##### Textblock

Clevely verfährt sich und landet bei Sir Georges Nachbarn Charles Delahaye. Dessen Haus war trotz des dichten Nebels leicht zu finden, da es in hellen Flammen steht. Wagemutig stürzt sich Clevely in die Flammen, kann den Hausherrn jedoch nur tot bergen: Delahaye wurde mit einem Dolch erstochen.
Hilfe von Schloß Mardingley ist nicht zu erwarten, da den Hausherrn just dasselbe Schicksal traf. Major Wilkin von der Ortspolizei ist heillos überfordert. Gern würde er Jim Stoke, Sir Georges nichtsnutzigen Neffen, den er herzlich hasst, des Verbrechens überführen. Die Ermittlungen nehmen erst Formen an, als Scotland Yard sie in Gestalt Inspektor Uptons übernimmt.

##########

### Aufgaben
**1)** Warum war das Haus von Charles Delahaye laut der Handlungsbeschreibung trotz des dichten Nebels leicht zu finden?
**2)** Gib einen Abschnitt der Handlungsbeschreibung wortgetreu wieder: Setze bei den Worten „Hilfe von Schloß“ ein und höre nach „Inspektor Uptons übernimmt.“ auf.
Die Einträge sind hierfür ohne Bedeutung.

##### Rohdaten

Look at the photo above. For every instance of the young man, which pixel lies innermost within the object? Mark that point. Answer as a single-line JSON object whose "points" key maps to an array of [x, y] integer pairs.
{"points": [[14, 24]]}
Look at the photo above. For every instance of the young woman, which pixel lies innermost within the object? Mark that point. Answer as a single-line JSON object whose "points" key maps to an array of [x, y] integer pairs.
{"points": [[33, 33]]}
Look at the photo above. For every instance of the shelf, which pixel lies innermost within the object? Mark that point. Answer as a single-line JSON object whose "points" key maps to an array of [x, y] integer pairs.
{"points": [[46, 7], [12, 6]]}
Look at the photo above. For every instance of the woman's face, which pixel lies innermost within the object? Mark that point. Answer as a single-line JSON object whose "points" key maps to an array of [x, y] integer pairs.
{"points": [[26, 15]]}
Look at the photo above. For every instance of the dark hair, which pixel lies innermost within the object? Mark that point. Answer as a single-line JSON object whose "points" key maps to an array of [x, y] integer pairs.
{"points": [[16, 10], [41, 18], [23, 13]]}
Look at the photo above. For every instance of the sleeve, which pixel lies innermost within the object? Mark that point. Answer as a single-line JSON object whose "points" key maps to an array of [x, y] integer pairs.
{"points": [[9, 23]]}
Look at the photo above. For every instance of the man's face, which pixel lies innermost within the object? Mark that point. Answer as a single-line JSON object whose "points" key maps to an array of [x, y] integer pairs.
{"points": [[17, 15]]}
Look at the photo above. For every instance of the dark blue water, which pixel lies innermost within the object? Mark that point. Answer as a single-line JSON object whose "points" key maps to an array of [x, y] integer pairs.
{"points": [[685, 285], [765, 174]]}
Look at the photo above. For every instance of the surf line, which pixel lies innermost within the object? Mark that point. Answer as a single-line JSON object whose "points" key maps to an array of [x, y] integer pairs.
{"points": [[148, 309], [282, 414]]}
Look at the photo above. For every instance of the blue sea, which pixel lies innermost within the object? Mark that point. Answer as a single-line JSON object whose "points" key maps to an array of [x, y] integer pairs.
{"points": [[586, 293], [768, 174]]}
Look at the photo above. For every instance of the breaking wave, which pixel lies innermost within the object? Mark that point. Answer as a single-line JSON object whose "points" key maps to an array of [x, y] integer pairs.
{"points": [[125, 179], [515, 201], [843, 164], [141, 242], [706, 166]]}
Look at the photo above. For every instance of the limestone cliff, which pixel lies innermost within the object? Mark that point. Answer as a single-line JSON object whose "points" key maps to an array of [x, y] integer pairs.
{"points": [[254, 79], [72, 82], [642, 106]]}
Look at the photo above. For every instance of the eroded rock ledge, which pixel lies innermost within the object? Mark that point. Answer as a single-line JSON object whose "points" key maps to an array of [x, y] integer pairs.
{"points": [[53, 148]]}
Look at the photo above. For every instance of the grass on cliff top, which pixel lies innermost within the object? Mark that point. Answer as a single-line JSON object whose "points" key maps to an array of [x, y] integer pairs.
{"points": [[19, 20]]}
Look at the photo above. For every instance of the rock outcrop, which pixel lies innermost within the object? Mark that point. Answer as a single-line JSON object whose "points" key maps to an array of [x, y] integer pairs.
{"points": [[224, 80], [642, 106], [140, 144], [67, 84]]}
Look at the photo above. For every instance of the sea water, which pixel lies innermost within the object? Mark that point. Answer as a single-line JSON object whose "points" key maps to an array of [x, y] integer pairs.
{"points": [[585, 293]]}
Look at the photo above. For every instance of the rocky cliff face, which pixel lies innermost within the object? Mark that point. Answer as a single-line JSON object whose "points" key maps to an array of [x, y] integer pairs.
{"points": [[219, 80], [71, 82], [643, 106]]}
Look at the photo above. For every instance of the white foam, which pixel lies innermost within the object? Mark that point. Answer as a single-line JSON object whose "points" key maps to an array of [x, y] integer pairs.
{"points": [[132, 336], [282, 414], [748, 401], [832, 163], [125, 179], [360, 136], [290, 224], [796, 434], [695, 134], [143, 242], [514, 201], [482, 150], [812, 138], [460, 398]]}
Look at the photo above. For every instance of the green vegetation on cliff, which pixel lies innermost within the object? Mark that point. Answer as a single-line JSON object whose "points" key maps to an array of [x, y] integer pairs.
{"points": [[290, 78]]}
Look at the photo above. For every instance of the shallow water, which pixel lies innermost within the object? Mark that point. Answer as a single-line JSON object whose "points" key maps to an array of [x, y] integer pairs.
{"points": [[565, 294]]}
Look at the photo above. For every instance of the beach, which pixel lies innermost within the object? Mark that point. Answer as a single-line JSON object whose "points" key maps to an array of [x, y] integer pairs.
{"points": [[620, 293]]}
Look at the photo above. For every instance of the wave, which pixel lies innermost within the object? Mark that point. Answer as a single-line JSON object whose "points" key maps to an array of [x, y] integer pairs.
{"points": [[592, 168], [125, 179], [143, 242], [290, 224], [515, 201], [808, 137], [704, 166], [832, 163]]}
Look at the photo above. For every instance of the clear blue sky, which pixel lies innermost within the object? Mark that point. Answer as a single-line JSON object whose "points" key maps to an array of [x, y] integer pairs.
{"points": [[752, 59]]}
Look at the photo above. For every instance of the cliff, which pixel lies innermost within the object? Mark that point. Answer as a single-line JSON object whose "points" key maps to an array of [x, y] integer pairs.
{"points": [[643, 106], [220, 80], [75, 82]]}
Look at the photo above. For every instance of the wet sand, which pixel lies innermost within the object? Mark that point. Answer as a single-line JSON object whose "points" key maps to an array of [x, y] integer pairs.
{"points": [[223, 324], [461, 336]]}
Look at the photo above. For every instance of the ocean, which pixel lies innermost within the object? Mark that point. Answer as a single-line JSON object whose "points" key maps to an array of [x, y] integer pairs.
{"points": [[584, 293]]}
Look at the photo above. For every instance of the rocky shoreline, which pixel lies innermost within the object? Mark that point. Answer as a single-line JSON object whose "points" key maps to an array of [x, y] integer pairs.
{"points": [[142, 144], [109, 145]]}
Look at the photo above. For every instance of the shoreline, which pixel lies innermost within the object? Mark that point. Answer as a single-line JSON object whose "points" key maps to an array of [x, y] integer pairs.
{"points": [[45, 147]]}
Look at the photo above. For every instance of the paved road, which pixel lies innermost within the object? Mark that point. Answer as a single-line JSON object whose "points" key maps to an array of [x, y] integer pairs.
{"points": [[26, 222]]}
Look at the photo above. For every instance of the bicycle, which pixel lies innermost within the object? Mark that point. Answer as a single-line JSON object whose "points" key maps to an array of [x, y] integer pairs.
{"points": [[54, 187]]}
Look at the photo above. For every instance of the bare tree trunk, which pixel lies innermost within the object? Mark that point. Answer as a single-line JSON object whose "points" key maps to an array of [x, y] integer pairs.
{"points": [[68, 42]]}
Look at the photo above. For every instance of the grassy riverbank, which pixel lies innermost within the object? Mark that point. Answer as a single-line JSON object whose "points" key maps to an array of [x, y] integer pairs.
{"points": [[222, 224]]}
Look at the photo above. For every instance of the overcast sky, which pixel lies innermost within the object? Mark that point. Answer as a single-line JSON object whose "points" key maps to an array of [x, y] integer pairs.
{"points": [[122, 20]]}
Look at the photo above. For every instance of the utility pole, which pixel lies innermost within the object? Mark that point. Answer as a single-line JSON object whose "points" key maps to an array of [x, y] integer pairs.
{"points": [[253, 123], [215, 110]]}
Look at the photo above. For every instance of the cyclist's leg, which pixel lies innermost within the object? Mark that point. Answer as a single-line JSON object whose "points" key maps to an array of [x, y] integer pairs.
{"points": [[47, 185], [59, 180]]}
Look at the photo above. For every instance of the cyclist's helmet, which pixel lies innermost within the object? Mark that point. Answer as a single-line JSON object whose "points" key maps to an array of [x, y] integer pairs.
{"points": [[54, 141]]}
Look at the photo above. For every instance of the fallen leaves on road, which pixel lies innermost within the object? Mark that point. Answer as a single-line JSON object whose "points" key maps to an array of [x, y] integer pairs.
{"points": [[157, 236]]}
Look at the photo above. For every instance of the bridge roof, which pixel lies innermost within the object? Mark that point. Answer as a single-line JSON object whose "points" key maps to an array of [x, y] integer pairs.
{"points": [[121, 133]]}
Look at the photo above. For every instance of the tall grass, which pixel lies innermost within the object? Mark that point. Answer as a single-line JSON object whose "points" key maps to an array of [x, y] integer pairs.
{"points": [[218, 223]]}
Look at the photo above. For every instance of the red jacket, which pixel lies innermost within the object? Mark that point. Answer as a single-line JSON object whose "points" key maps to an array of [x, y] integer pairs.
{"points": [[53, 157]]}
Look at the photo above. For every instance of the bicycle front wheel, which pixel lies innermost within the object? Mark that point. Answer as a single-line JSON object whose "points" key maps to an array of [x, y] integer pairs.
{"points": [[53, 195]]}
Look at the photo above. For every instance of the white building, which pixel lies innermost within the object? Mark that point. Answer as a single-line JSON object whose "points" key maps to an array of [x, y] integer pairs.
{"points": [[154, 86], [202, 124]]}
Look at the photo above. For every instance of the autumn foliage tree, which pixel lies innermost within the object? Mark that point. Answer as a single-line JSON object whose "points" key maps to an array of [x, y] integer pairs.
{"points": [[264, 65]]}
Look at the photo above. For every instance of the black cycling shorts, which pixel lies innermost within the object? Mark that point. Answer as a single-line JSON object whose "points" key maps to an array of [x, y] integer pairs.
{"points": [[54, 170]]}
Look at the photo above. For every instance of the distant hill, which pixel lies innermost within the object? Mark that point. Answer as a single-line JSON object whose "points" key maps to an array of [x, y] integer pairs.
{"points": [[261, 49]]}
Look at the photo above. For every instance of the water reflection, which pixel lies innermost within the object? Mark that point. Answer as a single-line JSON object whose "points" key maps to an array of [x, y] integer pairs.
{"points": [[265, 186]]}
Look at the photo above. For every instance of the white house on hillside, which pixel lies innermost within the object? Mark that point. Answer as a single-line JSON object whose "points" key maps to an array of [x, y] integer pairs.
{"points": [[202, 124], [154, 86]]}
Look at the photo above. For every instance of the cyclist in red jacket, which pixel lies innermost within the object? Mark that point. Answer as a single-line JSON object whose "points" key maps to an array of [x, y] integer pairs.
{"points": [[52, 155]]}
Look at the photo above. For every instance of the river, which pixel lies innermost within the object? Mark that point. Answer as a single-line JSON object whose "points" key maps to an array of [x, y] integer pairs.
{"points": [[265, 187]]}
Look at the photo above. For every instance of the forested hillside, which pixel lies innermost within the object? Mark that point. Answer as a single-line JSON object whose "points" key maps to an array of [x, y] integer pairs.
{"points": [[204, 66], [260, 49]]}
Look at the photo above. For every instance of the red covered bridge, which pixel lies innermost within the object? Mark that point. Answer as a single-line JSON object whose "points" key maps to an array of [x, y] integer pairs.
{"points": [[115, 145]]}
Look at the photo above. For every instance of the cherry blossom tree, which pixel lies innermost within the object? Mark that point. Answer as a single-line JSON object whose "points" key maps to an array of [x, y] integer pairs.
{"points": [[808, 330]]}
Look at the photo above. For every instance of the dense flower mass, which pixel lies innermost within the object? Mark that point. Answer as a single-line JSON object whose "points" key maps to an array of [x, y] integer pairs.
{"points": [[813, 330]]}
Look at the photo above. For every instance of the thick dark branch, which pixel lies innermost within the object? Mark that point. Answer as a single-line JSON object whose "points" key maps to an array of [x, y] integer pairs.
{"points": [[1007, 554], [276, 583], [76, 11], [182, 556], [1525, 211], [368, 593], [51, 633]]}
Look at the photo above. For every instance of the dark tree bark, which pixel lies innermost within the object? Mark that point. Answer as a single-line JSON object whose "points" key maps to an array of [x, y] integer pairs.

##########

### Erwartete Ausgaben
**1)** Weil es in hellen Flammen steht.

**2)**
Hilfe von Schloß Mardingley ist nicht zu erwarten, da den Hausherrn just dasselbe Schicksal traf. Major Wilkin von der Ortspolizei ist heillos überfordert. Gern würde er Jim Stoke, Sir Georges nichtsnutzigen Neffen, den er herzlich hasst, des Verbrechens überführen. Die Ermittlungen nehmen erst Formen an, als Scotland Yard sie in Gestalt Inspektor Uptons übernimmt.